SOURCE DATA:
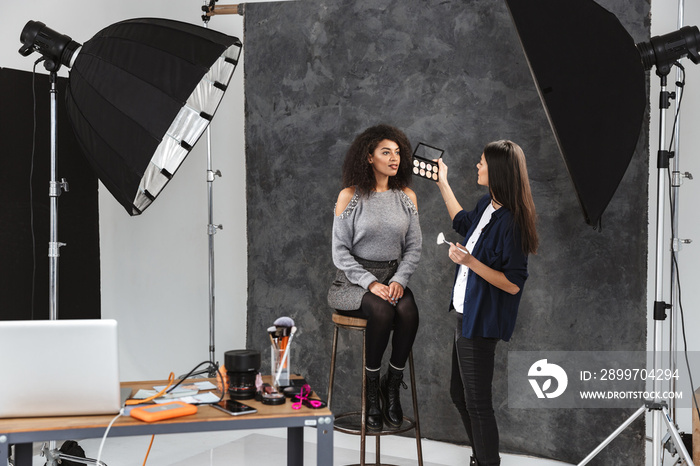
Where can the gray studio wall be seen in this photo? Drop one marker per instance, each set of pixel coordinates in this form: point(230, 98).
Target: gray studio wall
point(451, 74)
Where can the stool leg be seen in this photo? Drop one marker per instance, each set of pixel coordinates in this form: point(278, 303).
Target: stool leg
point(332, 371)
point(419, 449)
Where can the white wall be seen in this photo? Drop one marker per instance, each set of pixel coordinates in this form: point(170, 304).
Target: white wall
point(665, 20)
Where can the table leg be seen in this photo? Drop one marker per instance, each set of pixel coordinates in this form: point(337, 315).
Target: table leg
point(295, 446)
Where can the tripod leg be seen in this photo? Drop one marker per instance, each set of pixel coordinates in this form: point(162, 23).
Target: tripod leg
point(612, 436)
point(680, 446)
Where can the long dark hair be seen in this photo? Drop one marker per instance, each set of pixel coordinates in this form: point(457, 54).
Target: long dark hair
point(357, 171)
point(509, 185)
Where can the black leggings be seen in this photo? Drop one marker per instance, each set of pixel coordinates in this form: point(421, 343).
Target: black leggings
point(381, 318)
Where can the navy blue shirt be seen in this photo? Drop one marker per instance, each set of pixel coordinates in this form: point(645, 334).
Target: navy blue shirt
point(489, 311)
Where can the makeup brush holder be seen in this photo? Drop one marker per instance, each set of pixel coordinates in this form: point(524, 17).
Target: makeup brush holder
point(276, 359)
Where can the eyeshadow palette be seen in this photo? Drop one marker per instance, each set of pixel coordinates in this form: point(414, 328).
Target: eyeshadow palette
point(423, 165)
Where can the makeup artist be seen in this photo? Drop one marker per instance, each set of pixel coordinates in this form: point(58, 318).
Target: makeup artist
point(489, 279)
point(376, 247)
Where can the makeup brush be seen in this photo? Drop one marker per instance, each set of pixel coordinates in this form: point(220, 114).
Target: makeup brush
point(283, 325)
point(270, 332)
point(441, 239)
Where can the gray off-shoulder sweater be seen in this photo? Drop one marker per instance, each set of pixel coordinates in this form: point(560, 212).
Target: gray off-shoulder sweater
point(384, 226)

==

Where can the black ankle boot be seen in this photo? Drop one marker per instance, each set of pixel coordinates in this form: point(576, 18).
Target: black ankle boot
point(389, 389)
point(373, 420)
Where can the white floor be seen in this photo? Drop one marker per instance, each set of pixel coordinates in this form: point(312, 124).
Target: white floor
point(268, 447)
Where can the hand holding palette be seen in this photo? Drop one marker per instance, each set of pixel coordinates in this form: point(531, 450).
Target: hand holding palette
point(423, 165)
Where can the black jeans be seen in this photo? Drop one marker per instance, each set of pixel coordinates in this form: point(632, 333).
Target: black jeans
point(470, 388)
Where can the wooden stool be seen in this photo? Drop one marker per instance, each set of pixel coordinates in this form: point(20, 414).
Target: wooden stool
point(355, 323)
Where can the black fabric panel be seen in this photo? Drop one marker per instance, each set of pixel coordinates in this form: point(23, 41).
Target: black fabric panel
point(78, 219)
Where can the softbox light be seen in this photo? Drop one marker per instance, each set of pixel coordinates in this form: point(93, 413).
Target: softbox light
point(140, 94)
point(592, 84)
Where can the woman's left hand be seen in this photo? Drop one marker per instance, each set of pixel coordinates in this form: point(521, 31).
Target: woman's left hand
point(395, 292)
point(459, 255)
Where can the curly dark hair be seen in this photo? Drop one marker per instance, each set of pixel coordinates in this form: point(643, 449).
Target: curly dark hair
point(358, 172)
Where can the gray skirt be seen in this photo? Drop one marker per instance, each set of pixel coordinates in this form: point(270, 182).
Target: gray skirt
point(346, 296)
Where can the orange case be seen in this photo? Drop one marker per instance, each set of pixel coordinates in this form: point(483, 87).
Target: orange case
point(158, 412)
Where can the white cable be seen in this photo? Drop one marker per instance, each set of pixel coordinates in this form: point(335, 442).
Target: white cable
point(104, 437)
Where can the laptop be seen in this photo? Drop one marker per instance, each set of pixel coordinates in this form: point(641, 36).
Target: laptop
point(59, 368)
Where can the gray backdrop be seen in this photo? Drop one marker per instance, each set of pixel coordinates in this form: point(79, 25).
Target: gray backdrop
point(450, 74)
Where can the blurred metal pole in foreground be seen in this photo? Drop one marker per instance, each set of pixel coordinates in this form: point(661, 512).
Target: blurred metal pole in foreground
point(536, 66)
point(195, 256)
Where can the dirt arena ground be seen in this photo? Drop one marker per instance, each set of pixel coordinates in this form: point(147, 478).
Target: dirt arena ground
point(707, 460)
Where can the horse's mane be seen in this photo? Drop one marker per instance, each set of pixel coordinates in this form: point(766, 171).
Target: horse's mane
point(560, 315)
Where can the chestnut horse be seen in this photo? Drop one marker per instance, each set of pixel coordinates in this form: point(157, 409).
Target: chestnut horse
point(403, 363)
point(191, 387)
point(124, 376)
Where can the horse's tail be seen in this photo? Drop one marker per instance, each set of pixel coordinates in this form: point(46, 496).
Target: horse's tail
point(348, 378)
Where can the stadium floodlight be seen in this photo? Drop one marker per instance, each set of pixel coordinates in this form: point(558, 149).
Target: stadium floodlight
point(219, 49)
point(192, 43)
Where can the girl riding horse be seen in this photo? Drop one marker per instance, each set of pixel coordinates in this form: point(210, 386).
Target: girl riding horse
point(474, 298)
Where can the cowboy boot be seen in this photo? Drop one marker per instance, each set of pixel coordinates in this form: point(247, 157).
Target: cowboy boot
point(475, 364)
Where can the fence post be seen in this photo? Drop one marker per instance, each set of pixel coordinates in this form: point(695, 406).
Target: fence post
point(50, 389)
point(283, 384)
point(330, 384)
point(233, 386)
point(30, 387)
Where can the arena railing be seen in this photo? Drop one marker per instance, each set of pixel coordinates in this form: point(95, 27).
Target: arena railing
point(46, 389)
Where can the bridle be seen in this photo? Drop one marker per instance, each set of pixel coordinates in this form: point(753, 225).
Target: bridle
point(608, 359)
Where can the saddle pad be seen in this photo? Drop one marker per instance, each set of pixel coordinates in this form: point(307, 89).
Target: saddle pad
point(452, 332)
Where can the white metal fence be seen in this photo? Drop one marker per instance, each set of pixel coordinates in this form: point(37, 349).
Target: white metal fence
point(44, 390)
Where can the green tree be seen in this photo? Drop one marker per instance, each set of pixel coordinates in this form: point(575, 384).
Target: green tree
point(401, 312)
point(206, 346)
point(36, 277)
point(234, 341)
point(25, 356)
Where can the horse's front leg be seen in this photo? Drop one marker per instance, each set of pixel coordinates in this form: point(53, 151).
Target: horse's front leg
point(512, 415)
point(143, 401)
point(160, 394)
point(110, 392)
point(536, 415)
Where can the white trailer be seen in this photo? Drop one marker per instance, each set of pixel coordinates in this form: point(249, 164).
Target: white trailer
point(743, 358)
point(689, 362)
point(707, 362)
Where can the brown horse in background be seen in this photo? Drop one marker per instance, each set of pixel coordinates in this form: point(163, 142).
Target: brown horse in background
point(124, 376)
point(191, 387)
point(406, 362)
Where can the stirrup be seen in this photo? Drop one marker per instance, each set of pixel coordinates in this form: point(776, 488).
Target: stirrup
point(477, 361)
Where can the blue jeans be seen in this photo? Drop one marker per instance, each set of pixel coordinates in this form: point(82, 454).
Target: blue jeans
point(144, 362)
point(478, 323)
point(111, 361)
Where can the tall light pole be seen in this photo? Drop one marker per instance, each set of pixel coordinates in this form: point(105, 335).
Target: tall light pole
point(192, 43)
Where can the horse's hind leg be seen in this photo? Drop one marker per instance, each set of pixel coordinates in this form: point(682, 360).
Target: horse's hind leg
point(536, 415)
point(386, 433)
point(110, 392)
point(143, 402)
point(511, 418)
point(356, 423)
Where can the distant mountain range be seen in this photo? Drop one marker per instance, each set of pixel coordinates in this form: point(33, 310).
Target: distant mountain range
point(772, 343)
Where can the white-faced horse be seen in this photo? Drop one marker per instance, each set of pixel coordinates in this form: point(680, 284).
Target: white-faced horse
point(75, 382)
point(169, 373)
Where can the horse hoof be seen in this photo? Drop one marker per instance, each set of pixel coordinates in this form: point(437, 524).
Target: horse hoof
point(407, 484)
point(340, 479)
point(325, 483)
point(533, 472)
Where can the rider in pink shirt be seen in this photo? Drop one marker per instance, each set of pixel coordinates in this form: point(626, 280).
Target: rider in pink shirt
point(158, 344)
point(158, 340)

EXERCISE DIRECTIONS: Keep both end lines and retype everything in the records above from the line containing "Target: girl riding horse" through the line containing "Where can the fence", exactly, with nothing else.

REPLY:
Target: girl riding horse
point(474, 298)
Where can the cowboy boot be seen in this photo? Drop one marker per instance, each set of pixel coordinates in this form: point(247, 157).
Target: cowboy boot
point(475, 364)
Where can the fence post be seen in this photo? Drop one marker per instance, each set of pixel coordinates in this form: point(695, 406).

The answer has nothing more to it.